> _WHAT THE TASK REQUIRES_:
Your answer must be an exact copy of every record.

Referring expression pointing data
▬▬▬
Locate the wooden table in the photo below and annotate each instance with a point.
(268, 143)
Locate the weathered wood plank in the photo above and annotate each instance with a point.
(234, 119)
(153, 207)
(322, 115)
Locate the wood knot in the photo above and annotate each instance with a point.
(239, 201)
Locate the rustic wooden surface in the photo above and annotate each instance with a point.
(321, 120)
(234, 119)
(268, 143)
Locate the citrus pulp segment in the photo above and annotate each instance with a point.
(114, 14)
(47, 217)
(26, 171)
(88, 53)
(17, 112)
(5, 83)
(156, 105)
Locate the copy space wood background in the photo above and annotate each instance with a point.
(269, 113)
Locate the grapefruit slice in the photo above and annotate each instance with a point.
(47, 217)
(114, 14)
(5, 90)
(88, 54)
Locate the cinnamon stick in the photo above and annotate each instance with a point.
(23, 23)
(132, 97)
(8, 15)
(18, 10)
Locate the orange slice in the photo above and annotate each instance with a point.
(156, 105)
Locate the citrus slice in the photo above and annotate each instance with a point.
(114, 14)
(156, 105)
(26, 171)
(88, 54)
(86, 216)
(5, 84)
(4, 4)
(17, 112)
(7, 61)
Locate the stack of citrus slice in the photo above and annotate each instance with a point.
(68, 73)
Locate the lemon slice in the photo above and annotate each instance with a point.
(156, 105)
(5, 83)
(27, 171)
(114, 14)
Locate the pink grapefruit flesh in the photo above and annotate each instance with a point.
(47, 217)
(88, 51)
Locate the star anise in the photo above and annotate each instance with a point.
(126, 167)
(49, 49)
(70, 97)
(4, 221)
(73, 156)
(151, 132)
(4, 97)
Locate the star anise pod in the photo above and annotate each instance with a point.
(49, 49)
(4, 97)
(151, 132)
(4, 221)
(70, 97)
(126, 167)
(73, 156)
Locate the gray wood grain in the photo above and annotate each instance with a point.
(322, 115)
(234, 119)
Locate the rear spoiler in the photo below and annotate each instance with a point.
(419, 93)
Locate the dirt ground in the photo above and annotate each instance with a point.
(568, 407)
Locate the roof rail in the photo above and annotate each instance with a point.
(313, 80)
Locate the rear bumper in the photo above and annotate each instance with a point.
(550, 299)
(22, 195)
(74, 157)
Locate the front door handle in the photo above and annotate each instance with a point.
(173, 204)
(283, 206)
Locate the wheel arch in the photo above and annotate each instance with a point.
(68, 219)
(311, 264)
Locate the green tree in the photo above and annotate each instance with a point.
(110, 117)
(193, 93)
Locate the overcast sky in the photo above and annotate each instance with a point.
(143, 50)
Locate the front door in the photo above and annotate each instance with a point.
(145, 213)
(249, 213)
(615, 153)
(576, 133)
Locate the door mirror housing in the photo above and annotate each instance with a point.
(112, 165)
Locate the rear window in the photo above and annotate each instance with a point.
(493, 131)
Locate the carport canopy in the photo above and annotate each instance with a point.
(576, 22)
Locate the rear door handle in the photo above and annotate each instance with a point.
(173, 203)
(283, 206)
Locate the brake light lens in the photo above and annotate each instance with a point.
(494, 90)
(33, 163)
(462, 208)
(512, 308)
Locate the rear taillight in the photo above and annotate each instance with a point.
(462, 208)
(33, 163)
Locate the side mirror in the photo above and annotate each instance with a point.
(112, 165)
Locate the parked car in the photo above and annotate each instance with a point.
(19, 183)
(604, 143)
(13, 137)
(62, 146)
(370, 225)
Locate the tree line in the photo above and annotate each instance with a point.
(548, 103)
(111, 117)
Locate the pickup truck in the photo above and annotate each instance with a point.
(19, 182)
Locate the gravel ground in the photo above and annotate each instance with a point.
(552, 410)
▬▬▬
> _REPLY TO THE EXERCISE_:
Locate the wooden table in the photo below and annotate each instance with a point.
(268, 143)
Locate the weathered wood plank in the photo above and annotate each instance with a point.
(234, 119)
(153, 207)
(322, 115)
Locate the wood knot in the photo above and annotate each instance with a point.
(239, 201)
Locate the rustic wooden surface in the photo above and annotate each instance with a point.
(321, 120)
(234, 119)
(268, 143)
Locate the citrus pulp segment in the photo above and annotate each instance with a point.
(114, 14)
(47, 217)
(26, 171)
(88, 53)
(17, 112)
(5, 83)
(156, 105)
Locate the copy space wood background in the photo above and annotate each instance with a point.
(269, 113)
Locate the grapefruit slice in the photo above and annotate each instance with a point.
(47, 217)
(114, 14)
(5, 90)
(88, 54)
Locate the cinnamon stick in the photo above and annotate each instance with a point.
(23, 23)
(132, 97)
(8, 15)
(18, 10)
Locate the orange slice in the photo above and annotate each instance with a point.
(156, 105)
Locate the citrus slice in the photo above and annotate each instance with a point.
(114, 14)
(156, 105)
(26, 171)
(88, 54)
(86, 216)
(5, 84)
(4, 4)
(17, 112)
(7, 61)
Locate the stack of citrus slice in the photo above and annotate each instance with a point.
(68, 73)
Locate the lemon slice in the photo above and annotate each instance with a point.
(156, 105)
(5, 83)
(27, 171)
(114, 14)
Locate the pink grapefruit flesh in the photo above and annotate each instance with a point.
(47, 217)
(88, 51)
Locate the star anise in the photo above and annotate each instance with a point.
(126, 167)
(49, 49)
(70, 97)
(4, 221)
(73, 156)
(151, 132)
(4, 97)
Locate the star anise pod in the photo above and annotate each instance with a point.
(49, 49)
(4, 97)
(151, 132)
(4, 221)
(70, 97)
(126, 167)
(73, 156)
Locate the gray wood grain in the photo above and annotate each instance with a point.
(322, 115)
(234, 119)
Locate the rear spoiler in the photo below and annotate each instance with a point.
(419, 93)
Locate the dirt ground in the photo above and annotate each instance with a point.
(568, 407)
Locate the roof rail in the photo above and annotate each instance with a point.
(313, 80)
Locate the rear bumper in the photo above and annotate each instance with a point.
(550, 299)
(22, 195)
(74, 157)
Locate the front door handle in the photo above and annotate each instance with a point.
(173, 204)
(283, 206)
Locate the wheel arch in the photo above and annotate each instance with a point.
(68, 219)
(311, 264)
Locate the green tree in the photo above and annotate each instance with a point.
(110, 117)
(193, 93)
Locate the overcast sky in the photo above and annotate each instance with a point.
(143, 50)
Locate the front door in the photo above and annotate each instance with a point.
(145, 213)
(249, 213)
(615, 153)
(576, 133)
Locate the door mirror housing in the photo above and annotate each instance with a point.
(112, 165)
Locate the rear window in the photo above and annotate each instance with a point.
(493, 131)
Locate the carport canopy in the photo above and annotate each instance with a point.
(576, 22)
Locate the rear door handle in the photo above and annotate each instance with a point.
(173, 203)
(283, 206)
Locate the brake light lens in the photo above and annotate each instance with a point.
(494, 90)
(33, 163)
(462, 208)
(512, 308)
Locate the rear taillight in the photo above and annotate each instance with a point.
(462, 208)
(33, 163)
Locate the side mirror in the photo above and annotate each instance with a point.
(112, 165)
Locate the parked car in the photo above and annotate each instance with a point.
(19, 183)
(604, 143)
(13, 137)
(62, 146)
(370, 225)
Locate the tree line in the photo above and annotate each instance with a point.
(548, 103)
(111, 117)
Locate the pickup truck in the photo above and annotate each instance with a point.
(19, 182)
Locate the gravel ground in the photo above and annotate each instance with a point.
(552, 410)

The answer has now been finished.